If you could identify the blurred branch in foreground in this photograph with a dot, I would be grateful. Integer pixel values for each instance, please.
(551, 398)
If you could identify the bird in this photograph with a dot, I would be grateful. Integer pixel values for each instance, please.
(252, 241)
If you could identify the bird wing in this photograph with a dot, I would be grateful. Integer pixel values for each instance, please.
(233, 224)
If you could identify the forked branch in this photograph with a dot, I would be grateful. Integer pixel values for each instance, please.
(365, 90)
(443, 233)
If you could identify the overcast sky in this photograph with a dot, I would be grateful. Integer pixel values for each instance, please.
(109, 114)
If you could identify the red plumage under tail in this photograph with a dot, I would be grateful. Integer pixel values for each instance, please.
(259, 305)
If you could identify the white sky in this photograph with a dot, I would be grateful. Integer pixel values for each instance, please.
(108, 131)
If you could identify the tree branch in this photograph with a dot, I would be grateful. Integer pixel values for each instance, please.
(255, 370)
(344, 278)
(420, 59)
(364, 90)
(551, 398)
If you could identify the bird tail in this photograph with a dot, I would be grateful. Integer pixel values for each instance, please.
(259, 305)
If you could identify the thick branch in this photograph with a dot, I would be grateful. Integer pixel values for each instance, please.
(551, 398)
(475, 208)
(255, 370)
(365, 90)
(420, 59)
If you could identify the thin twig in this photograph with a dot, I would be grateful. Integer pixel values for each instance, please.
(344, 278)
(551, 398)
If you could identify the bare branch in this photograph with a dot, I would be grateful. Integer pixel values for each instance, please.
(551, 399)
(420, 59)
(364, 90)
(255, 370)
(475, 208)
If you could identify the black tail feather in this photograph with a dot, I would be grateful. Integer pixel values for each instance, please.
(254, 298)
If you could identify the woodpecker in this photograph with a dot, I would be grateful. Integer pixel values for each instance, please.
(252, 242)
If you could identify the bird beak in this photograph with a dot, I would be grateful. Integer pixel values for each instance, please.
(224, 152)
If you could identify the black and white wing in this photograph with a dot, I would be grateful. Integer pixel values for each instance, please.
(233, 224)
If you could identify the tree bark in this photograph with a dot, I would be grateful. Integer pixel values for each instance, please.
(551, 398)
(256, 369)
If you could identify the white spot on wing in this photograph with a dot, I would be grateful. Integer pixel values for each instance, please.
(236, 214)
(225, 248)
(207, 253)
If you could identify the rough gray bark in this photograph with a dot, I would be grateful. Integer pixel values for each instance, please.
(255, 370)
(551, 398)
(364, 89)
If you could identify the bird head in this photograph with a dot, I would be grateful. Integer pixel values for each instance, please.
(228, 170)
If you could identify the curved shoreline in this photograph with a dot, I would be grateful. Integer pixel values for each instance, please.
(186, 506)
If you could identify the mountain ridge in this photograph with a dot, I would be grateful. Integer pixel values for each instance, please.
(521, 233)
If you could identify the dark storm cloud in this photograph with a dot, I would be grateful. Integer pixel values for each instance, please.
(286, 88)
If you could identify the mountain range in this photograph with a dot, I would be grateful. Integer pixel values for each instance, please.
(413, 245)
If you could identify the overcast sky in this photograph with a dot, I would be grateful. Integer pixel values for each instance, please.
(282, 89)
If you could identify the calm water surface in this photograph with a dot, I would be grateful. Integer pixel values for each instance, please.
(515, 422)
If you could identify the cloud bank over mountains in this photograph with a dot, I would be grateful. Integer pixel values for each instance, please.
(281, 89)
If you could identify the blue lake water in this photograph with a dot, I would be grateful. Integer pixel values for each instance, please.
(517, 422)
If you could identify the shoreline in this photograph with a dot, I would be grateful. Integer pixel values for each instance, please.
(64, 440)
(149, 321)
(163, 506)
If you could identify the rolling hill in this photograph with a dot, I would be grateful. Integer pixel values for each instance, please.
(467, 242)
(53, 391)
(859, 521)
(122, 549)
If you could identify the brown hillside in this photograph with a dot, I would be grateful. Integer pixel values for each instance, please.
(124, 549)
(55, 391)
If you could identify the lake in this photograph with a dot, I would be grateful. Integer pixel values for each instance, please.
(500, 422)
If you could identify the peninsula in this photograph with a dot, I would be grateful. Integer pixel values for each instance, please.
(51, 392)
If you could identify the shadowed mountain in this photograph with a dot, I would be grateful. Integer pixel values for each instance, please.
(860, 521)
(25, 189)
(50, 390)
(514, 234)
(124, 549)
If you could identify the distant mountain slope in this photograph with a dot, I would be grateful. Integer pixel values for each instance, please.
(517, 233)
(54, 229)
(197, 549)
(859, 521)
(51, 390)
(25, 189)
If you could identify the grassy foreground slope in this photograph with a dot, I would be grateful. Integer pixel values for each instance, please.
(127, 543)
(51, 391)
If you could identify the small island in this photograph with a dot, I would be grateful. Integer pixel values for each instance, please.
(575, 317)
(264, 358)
- - - -
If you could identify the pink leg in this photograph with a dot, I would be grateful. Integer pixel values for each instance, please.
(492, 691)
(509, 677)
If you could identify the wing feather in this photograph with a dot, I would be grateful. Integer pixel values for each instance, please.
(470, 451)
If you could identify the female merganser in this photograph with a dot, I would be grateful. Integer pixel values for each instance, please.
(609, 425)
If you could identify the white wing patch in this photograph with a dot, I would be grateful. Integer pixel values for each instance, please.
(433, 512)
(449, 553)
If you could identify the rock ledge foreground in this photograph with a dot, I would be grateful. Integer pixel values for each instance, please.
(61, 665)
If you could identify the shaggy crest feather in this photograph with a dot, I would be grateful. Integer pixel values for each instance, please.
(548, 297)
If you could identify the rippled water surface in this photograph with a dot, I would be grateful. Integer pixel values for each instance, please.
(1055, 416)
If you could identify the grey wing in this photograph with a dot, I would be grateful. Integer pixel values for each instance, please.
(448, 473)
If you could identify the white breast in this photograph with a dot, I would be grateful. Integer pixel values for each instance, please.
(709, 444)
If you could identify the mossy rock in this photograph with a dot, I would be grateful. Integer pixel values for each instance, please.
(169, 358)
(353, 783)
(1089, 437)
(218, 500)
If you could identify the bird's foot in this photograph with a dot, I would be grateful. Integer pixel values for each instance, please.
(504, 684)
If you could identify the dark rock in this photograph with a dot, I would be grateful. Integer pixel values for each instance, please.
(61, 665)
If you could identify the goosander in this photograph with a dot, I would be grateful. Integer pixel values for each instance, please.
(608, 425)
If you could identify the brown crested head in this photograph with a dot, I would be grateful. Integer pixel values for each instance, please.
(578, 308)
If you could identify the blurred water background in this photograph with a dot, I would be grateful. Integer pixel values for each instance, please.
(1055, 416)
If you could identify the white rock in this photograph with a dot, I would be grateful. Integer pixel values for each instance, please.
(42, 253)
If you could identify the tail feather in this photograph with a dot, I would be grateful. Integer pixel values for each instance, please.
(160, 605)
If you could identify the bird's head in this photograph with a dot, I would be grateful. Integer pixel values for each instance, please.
- - - -
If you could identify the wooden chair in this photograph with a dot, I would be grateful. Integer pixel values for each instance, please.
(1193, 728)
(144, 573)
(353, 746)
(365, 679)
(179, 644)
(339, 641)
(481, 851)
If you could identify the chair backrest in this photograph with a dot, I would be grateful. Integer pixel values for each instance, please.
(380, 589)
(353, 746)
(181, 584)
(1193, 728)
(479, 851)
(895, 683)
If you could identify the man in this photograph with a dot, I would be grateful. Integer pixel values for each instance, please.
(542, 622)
- - - -
**Stated exercise:**
Count the lines in the items above that contain the string "surface", treating uppercase and lowercase as different. Reply with the number only.

**Task solution:**
2